**TASK DIRECTIONS:**
Return all lines in the data where the string "below" can be found.

**DATA TO USE:**

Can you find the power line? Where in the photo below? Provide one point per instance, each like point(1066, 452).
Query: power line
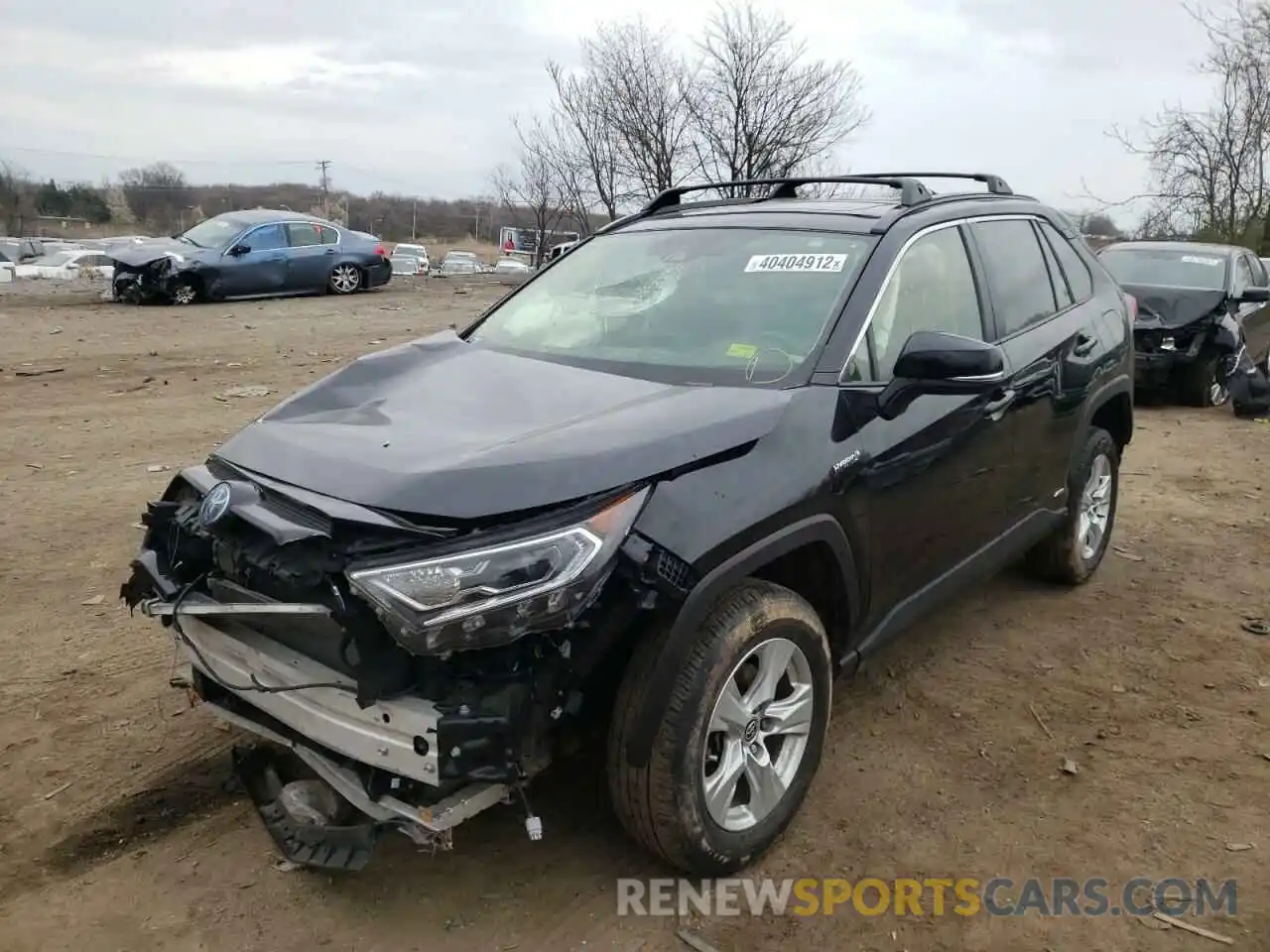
point(151, 159)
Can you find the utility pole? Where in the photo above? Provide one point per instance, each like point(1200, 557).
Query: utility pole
point(324, 182)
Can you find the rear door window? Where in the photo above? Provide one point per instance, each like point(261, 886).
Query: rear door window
point(1075, 270)
point(267, 238)
point(1017, 278)
point(304, 235)
point(1057, 280)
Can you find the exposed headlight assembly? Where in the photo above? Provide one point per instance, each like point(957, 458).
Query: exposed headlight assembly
point(493, 595)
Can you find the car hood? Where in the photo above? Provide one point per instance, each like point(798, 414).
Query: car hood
point(1174, 307)
point(456, 430)
point(141, 255)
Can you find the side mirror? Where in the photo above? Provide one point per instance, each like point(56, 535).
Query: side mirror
point(934, 362)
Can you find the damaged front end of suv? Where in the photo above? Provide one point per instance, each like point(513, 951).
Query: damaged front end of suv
point(420, 673)
point(423, 625)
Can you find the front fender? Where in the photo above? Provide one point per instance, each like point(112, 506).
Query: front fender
point(1225, 334)
point(698, 602)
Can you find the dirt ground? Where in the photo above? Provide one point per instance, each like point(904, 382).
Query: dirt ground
point(117, 832)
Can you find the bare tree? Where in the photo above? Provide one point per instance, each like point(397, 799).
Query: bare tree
point(583, 146)
point(1209, 166)
point(642, 91)
point(17, 198)
point(158, 193)
point(531, 191)
point(760, 107)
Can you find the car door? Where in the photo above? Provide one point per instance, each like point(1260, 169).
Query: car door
point(933, 476)
point(309, 261)
point(1053, 348)
point(262, 268)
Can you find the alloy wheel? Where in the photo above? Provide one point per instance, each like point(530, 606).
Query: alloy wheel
point(1095, 508)
point(758, 734)
point(345, 278)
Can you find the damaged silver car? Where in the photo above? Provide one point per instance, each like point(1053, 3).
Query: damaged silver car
point(258, 253)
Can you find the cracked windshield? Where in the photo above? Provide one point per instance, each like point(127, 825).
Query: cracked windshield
point(685, 306)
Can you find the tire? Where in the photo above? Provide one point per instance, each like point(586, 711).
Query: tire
point(1201, 382)
point(344, 280)
point(1064, 557)
point(185, 293)
point(663, 805)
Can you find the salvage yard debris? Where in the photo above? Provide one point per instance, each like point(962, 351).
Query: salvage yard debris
point(253, 391)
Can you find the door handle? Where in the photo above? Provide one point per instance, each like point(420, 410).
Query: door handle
point(1084, 344)
point(996, 409)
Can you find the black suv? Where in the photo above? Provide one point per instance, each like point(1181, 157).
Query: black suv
point(661, 493)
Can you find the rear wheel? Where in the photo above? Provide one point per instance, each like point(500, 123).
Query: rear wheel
point(1072, 553)
point(345, 278)
point(1203, 382)
point(740, 737)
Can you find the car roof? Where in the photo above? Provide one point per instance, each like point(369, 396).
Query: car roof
point(775, 203)
point(1206, 246)
point(266, 216)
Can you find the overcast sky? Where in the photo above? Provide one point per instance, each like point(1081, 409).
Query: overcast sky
point(416, 96)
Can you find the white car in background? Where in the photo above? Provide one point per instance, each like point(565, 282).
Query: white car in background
point(511, 266)
point(407, 266)
point(461, 263)
point(64, 266)
point(411, 250)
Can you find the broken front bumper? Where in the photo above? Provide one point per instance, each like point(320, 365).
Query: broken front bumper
point(382, 760)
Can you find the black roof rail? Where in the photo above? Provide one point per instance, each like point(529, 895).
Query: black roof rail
point(911, 191)
point(996, 184)
point(885, 221)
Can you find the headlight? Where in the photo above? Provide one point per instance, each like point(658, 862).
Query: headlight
point(493, 595)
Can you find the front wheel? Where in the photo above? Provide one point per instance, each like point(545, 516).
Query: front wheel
point(1203, 382)
point(740, 737)
point(1075, 549)
point(183, 293)
point(345, 278)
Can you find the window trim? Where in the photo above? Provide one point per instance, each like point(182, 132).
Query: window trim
point(894, 266)
point(1259, 267)
point(313, 225)
point(1067, 277)
point(1234, 272)
point(1057, 276)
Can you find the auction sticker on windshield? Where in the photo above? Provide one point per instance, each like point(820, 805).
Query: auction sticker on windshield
point(797, 263)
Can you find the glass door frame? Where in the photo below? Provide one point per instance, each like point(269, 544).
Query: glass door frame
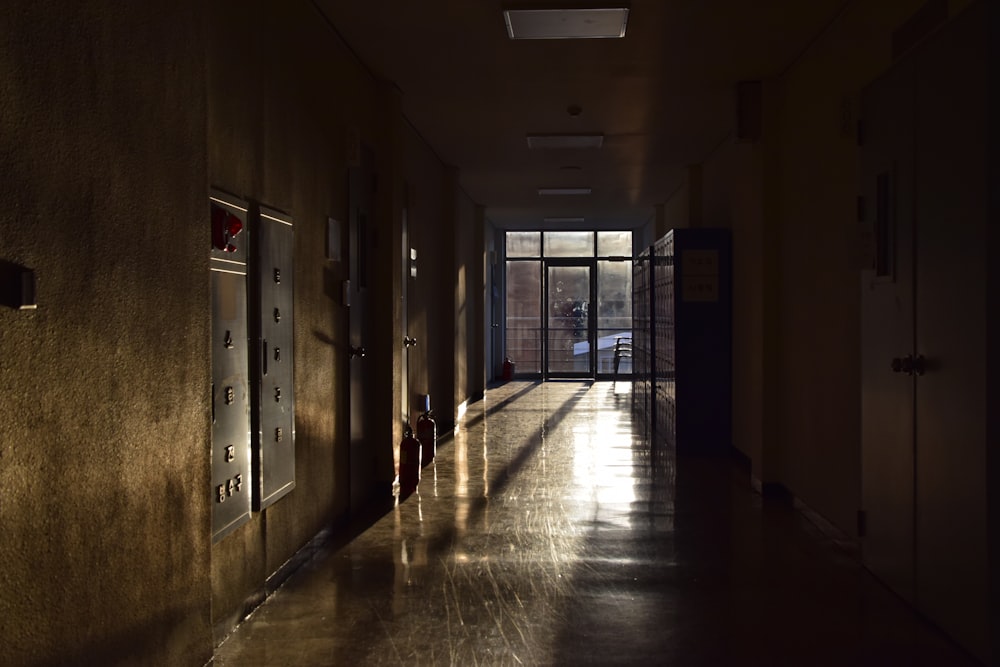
point(591, 265)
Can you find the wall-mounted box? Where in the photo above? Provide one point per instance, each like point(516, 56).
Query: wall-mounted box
point(231, 486)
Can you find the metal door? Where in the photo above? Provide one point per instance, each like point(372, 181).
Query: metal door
point(569, 322)
point(362, 205)
point(887, 322)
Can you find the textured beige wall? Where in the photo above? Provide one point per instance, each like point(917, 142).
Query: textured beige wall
point(732, 188)
point(431, 319)
point(278, 122)
point(114, 122)
point(104, 557)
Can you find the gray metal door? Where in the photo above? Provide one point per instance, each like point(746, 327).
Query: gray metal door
point(887, 323)
point(362, 204)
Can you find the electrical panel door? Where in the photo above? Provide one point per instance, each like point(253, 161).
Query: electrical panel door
point(230, 490)
point(274, 419)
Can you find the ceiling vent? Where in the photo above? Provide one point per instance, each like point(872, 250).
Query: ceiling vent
point(607, 23)
point(564, 191)
point(565, 140)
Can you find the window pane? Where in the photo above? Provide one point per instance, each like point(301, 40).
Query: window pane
point(569, 319)
point(524, 315)
point(524, 244)
point(614, 244)
point(569, 244)
point(614, 316)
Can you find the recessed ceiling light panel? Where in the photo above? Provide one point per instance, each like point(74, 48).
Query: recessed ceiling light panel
point(608, 23)
point(565, 140)
point(564, 191)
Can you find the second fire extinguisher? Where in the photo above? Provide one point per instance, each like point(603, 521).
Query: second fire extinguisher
point(427, 435)
point(409, 463)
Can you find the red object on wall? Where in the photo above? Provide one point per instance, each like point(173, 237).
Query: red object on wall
point(508, 369)
point(225, 227)
point(409, 463)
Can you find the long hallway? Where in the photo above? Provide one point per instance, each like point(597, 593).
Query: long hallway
point(549, 532)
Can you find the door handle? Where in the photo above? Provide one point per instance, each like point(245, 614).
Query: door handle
point(909, 364)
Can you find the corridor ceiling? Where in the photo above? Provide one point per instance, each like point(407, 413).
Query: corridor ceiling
point(663, 96)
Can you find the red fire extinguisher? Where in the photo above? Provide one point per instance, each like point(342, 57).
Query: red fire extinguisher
point(508, 369)
point(409, 463)
point(427, 435)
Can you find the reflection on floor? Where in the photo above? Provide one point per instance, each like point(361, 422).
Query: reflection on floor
point(548, 532)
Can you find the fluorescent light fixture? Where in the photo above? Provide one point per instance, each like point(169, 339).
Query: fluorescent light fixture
point(564, 191)
point(565, 140)
point(608, 23)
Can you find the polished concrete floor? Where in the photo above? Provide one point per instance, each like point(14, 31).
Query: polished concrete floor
point(548, 532)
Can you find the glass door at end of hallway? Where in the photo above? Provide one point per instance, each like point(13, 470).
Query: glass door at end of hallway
point(569, 330)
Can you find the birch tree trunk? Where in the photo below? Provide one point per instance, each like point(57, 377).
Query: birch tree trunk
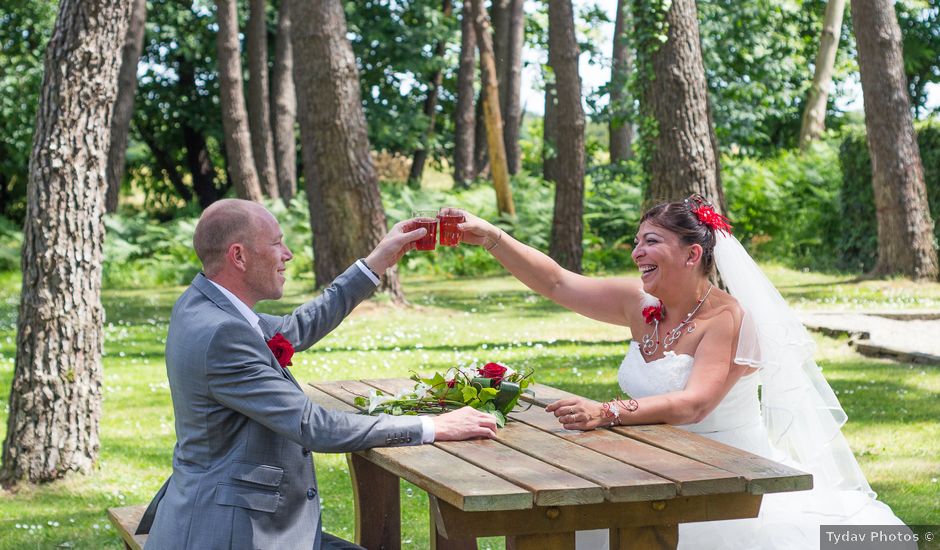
point(240, 161)
point(55, 400)
point(491, 113)
point(346, 213)
point(124, 105)
point(284, 106)
point(814, 114)
point(905, 228)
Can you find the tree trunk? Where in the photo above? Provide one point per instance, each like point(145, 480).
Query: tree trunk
point(55, 400)
point(259, 102)
point(620, 126)
point(549, 124)
point(465, 117)
point(240, 160)
point(124, 104)
point(491, 113)
point(567, 224)
point(905, 229)
point(430, 109)
point(481, 156)
point(814, 114)
point(682, 158)
point(346, 212)
point(511, 75)
point(284, 107)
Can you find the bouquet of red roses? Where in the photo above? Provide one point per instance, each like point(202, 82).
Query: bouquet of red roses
point(491, 388)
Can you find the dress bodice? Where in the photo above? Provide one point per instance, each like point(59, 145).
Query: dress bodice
point(740, 408)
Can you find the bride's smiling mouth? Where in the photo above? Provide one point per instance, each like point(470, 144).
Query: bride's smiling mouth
point(646, 269)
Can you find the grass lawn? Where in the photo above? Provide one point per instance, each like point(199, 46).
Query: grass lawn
point(894, 409)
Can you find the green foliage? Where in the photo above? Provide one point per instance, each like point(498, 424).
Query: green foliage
point(859, 227)
point(25, 27)
point(784, 207)
point(758, 57)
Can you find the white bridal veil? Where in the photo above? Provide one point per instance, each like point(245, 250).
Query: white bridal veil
point(802, 415)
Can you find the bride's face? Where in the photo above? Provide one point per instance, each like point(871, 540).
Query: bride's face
point(660, 256)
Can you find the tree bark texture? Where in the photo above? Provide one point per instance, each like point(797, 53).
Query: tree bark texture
point(491, 113)
point(620, 127)
point(55, 400)
point(481, 155)
point(124, 104)
point(683, 158)
point(259, 101)
point(549, 130)
point(346, 213)
point(511, 103)
point(905, 229)
point(465, 116)
point(430, 108)
point(284, 106)
point(567, 224)
point(814, 114)
point(239, 158)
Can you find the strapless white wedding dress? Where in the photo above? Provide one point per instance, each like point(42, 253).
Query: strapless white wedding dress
point(787, 521)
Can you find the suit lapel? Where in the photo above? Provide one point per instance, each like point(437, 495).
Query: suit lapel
point(212, 293)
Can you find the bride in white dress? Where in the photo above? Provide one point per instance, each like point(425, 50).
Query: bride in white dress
point(737, 368)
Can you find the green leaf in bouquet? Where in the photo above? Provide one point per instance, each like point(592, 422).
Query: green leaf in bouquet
point(507, 396)
point(469, 393)
point(488, 394)
point(482, 382)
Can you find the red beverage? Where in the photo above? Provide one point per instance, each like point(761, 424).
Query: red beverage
point(429, 241)
point(450, 234)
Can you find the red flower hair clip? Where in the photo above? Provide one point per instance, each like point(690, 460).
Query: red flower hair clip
point(653, 313)
point(706, 214)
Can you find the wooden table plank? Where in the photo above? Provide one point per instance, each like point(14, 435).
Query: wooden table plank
point(549, 484)
point(761, 475)
point(691, 476)
point(455, 481)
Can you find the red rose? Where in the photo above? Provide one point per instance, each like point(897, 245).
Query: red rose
point(495, 371)
point(652, 313)
point(282, 349)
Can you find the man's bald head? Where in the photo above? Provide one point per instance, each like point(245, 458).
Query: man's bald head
point(222, 224)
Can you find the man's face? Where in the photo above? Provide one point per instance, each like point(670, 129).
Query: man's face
point(267, 258)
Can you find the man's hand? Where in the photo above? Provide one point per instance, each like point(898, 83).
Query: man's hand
point(577, 413)
point(393, 246)
point(465, 423)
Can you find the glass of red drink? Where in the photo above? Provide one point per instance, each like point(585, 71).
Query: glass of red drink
point(428, 220)
point(450, 233)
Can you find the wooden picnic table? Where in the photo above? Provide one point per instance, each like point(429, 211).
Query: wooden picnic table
point(537, 483)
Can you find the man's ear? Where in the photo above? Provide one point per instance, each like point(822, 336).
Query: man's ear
point(695, 255)
point(236, 256)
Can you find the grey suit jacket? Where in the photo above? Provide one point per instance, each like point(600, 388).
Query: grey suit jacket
point(242, 475)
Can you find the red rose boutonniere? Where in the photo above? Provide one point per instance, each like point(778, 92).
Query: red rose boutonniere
point(282, 349)
point(653, 313)
point(494, 371)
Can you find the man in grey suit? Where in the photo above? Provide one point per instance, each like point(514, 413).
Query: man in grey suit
point(242, 475)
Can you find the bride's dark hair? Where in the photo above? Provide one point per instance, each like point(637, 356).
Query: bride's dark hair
point(681, 219)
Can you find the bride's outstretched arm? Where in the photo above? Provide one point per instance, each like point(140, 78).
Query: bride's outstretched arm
point(607, 300)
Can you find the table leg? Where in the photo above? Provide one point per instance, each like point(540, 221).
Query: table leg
point(378, 505)
point(550, 541)
point(658, 537)
point(438, 540)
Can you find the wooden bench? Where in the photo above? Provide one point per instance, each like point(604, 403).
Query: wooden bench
point(125, 520)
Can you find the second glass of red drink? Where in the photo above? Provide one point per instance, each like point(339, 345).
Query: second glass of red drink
point(428, 220)
point(450, 233)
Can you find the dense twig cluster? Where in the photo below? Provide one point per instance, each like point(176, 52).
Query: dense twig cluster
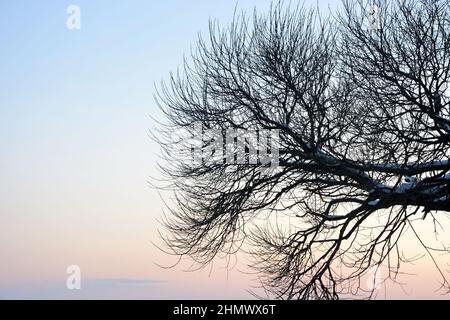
point(364, 125)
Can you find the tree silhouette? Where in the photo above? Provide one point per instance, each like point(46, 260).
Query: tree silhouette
point(363, 150)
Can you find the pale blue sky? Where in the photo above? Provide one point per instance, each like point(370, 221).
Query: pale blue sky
point(75, 156)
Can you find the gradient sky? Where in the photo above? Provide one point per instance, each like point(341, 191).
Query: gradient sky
point(75, 155)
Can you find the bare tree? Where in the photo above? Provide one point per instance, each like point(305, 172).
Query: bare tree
point(364, 133)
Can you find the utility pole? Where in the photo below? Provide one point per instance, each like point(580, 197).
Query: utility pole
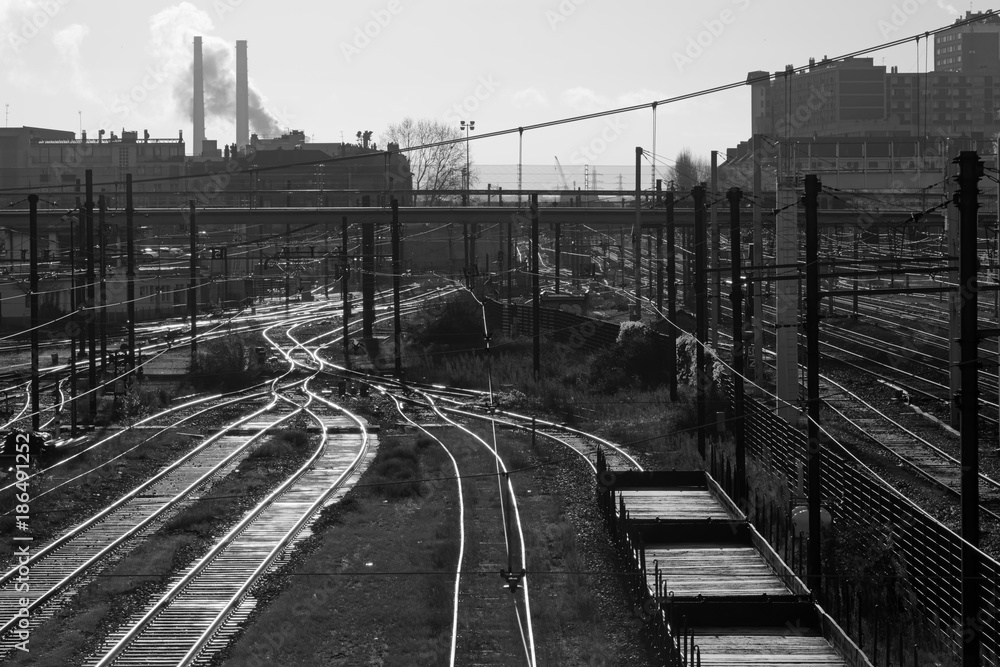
point(757, 260)
point(367, 281)
point(396, 270)
point(130, 273)
point(91, 278)
point(813, 444)
point(33, 288)
point(288, 261)
point(510, 259)
point(558, 253)
point(345, 274)
point(671, 296)
point(74, 324)
point(735, 245)
point(659, 255)
point(102, 207)
point(701, 310)
point(193, 284)
point(954, 301)
point(536, 311)
point(637, 238)
point(970, 171)
point(715, 263)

**RESPONSE:**
Can you find the power line? Where in the photo below? Provide one point per instance, each like point(1066, 452).
Can you find the glass door frame? Where in the photo below? Provide one point per instance, each like point(269, 544).
Can you find the birch tree trunk? Where in the photo below? Provide one point per instance, each like point(57, 377).
Can you find the dense twig cluster? Where in the photo below? Provide one point per instance, each like point(176, 52).
Can you find the utility pole? Where in the photo below? Provide one point per instance, each like point(580, 197).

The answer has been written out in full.